- [WORK TASK] Reproduce each record exactly, leaving out no line.

- [EXERCISE MATERIALS]
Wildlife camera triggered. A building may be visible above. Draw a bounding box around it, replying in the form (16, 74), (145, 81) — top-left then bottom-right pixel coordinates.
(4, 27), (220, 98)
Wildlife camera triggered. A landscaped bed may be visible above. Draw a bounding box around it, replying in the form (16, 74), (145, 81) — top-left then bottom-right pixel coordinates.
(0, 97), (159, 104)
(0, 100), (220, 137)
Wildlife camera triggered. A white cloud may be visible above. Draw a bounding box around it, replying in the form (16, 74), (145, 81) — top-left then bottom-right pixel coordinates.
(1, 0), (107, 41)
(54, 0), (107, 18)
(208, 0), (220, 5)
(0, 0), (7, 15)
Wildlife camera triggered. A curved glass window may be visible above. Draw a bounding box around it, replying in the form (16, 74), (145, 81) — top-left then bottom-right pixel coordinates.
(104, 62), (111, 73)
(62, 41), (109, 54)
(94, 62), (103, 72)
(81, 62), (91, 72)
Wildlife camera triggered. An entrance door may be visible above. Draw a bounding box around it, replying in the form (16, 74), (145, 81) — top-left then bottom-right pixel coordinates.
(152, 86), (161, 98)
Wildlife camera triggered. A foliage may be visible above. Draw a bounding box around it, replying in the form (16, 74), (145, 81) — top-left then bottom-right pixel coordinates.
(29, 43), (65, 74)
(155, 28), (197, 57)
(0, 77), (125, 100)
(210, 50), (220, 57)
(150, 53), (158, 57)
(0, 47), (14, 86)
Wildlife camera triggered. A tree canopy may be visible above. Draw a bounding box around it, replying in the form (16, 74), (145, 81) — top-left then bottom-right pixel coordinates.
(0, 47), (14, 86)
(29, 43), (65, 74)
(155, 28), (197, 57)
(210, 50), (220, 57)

- [REPLY]
Wildlife camera triggered. A building may be visible above. Draw a bounding box around it, replying in the form (16, 74), (145, 81) — top-left then bottom-right pixel coordinates.
(4, 27), (220, 98)
Wildlife camera triggered. A landscaped bed may be visible above. Draw a bounding box around it, replying in the form (16, 74), (145, 81) — top-left then bottom-right pixel coordinates.
(0, 97), (159, 104)
(0, 100), (220, 137)
Wildlife camera triggered. A white cloud may be visible above. Draw a bounding box around it, replying in the form (16, 74), (145, 81) — top-left then bottom-right pixel coordinates.
(1, 0), (107, 41)
(54, 0), (107, 18)
(208, 0), (220, 5)
(0, 0), (7, 15)
Wildlife camera triggered. A curved glass window may be visible above. Draw a bounding box around it, replying in the form (16, 74), (145, 81) — top-left then bottom-right pixel coordinates.
(104, 62), (111, 73)
(62, 41), (109, 54)
(94, 62), (103, 72)
(81, 62), (91, 72)
Wildlife camera triggered. An entrance door may be visible above. Draw a bounding box around it, replying in the form (16, 74), (145, 81) — top-left then bottom-right pixel coordinates.
(152, 86), (161, 98)
Wildlife camera triggered. A foliage may be visible above. Draw a bounding box around it, replying in the form (16, 74), (145, 81) — top-left then bottom-right pixel coordinates.
(29, 43), (65, 74)
(155, 28), (197, 57)
(0, 77), (125, 100)
(210, 50), (220, 57)
(150, 53), (158, 57)
(0, 47), (14, 86)
Wildlife camera triggered. A tree canopy may be visible above. Draw a bounding box around it, replying in the form (16, 74), (145, 81) — top-left then bottom-right pixel coordinates.
(0, 47), (14, 86)
(29, 43), (65, 74)
(155, 28), (197, 57)
(210, 50), (220, 57)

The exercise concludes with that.